▸ **THE RECORDS**

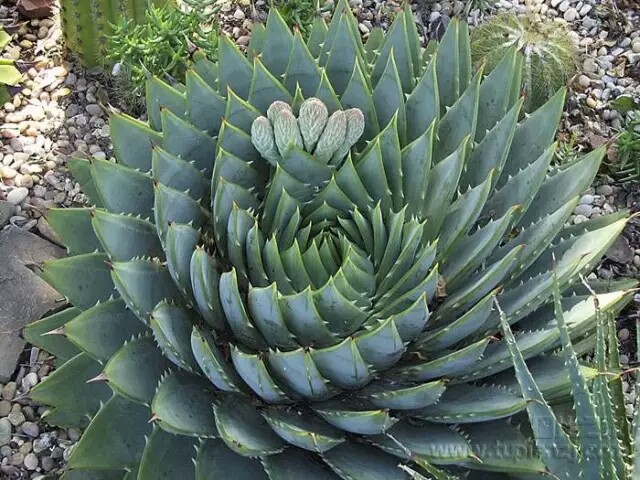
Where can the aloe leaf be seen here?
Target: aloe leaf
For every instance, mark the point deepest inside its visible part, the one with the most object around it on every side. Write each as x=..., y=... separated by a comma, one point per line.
x=94, y=475
x=589, y=435
x=344, y=53
x=124, y=375
x=73, y=227
x=548, y=433
x=534, y=236
x=447, y=58
x=143, y=284
x=183, y=405
x=234, y=71
x=173, y=206
x=424, y=441
x=396, y=396
x=122, y=189
x=180, y=243
x=102, y=330
x=327, y=94
x=488, y=441
x=179, y=174
x=125, y=237
x=493, y=102
x=445, y=175
x=184, y=140
x=81, y=170
x=234, y=309
x=302, y=69
x=265, y=88
x=171, y=326
x=308, y=432
x=277, y=44
x=520, y=189
x=357, y=94
x=256, y=44
x=216, y=460
x=558, y=189
x=447, y=363
x=67, y=390
x=417, y=158
x=423, y=104
x=296, y=371
x=295, y=463
x=316, y=37
x=381, y=346
x=457, y=266
x=470, y=404
x=265, y=311
x=58, y=345
x=207, y=69
x=459, y=121
x=396, y=40
x=491, y=153
x=133, y=141
x=304, y=320
x=205, y=108
x=462, y=215
x=477, y=286
x=114, y=439
x=239, y=113
x=251, y=367
x=532, y=137
x=84, y=279
x=388, y=98
x=463, y=327
x=244, y=430
x=352, y=459
x=162, y=444
x=371, y=172
x=211, y=360
x=342, y=364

▸ **WHAT IS ASKED**
Copy all of the lines above word for word, leaving out the picture.

▸ **SOLUTION BELOW**
Where can the aloe leaf be seen here?
Target: aloe leaf
For every instance, mark the point deepest inside its visible part, the one with the most object around it on every side. Write each as x=..., y=... separated by a comma, one point per line.
x=94, y=475
x=589, y=435
x=344, y=53
x=124, y=375
x=73, y=227
x=548, y=433
x=534, y=236
x=447, y=58
x=143, y=284
x=183, y=405
x=234, y=71
x=173, y=206
x=424, y=441
x=396, y=396
x=122, y=189
x=180, y=243
x=102, y=330
x=327, y=94
x=488, y=441
x=179, y=174
x=125, y=237
x=493, y=102
x=445, y=175
x=184, y=140
x=81, y=170
x=234, y=309
x=302, y=69
x=265, y=88
x=171, y=326
x=308, y=432
x=277, y=44
x=520, y=189
x=357, y=94
x=256, y=44
x=216, y=460
x=558, y=189
x=447, y=363
x=67, y=390
x=417, y=158
x=423, y=104
x=296, y=371
x=295, y=463
x=316, y=37
x=381, y=346
x=457, y=266
x=470, y=404
x=265, y=311
x=58, y=345
x=207, y=69
x=459, y=121
x=396, y=40
x=491, y=153
x=133, y=141
x=304, y=320
x=205, y=108
x=462, y=215
x=477, y=286
x=114, y=439
x=239, y=113
x=251, y=367
x=532, y=137
x=84, y=279
x=388, y=98
x=463, y=327
x=244, y=430
x=352, y=459
x=162, y=444
x=371, y=172
x=211, y=360
x=342, y=364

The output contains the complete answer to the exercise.